#### What is needed
Each entry below should be printed exactly as given.

Dataset: Begin

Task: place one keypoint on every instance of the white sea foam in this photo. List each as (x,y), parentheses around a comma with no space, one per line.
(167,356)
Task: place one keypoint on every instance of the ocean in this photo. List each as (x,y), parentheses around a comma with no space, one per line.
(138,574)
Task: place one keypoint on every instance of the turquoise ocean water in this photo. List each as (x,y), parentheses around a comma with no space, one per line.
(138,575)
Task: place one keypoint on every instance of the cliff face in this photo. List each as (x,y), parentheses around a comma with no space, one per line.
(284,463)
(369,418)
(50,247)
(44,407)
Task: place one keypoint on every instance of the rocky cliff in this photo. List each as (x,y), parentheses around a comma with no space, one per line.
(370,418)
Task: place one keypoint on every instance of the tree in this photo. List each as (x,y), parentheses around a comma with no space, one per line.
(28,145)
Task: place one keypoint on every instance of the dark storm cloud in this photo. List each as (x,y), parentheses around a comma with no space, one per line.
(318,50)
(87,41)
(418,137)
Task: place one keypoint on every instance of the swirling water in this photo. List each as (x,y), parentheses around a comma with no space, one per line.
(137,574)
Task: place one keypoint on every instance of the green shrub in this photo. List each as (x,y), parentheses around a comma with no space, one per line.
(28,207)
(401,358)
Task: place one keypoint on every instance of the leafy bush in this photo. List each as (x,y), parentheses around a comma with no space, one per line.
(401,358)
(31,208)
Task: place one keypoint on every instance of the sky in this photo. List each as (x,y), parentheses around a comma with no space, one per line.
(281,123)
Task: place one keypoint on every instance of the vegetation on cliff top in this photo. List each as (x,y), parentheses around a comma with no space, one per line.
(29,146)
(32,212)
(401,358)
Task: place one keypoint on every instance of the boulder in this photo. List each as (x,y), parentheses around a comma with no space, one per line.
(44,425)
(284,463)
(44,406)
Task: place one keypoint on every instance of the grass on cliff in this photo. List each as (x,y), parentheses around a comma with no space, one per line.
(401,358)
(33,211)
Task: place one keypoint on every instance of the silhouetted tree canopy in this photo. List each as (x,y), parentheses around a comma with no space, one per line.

Dataset: End

#### Exercise answer
Task: place one keypoint on every instance of the white sea foam in this photo. List each as (x,y), parentheses around a comma with no space, one per line.
(167,356)
Task: place one keypoint on every instance of the ocean in this photo. List each as (x,y), parentheses around a comma with no space, one per line.
(138,574)
Task: place one keypoint on every instance of the turquoise ocean water in this photo. List each as (x,y), parentheses around a comma with no space, one per line.
(138,575)
Task: place one keypoint on every instance of the cliff face in this photo. List each as (x,y), parentheses around a comma with no space, one per line.
(284,463)
(369,418)
(50,247)
(44,407)
Task: place one keypoint on every instance of the rocky cliff in this photo. List each as (x,y), parentheses around a comma with no space, one per line.
(370,418)
Task: place one keypoint on every instance of the tree in this photo. List each as (x,y), parentheses around a comma with no space, one per line.
(28,145)
Task: place one keypoint on every instance of the dark storm cloud in this photo. List each as (x,y), parentheses around a comma with no space, one per line.
(318,50)
(87,41)
(418,137)
Task: place one keypoint on every instance of the swirling water in this photo. List each as (x,y), parentheses around a comma with no space, one per line.
(137,574)
Task: place one keypoint on every instance of the green shrub in this photo. List each as (x,y), parentheses around a comma with no space, one per line.
(28,207)
(401,358)
Task: place one keypoint on every instance of the leafy bush in this photo. List each as (x,y), parentheses around a comma with no space, one per line.
(401,358)
(31,208)
Task: place one keypoint on every instance of the sky in this photo. List each as (x,y), parentheses around a comma with no space, one per line.
(281,123)
Task: place one keypoint on every instance of the vegetation on cliff top in this photo. List each as (x,y), parentheses around a comma with no space, one per line.
(29,146)
(32,212)
(401,358)
Task: place one keypoint on every instance of the boulder in this photo. List each as (x,y), parentheses around a comma with no space, one per line.
(44,425)
(284,463)
(44,406)
Task: place one keypoint on every instance of the grass on cliff in this photo. List each as (x,y), parentheses around a comma with no space, one per line.
(401,358)
(33,211)
Task: place one keypoint on every instance of the silhouetted tree canopy in this photo. List each as (x,y), parentheses around a comma with no space, one per line.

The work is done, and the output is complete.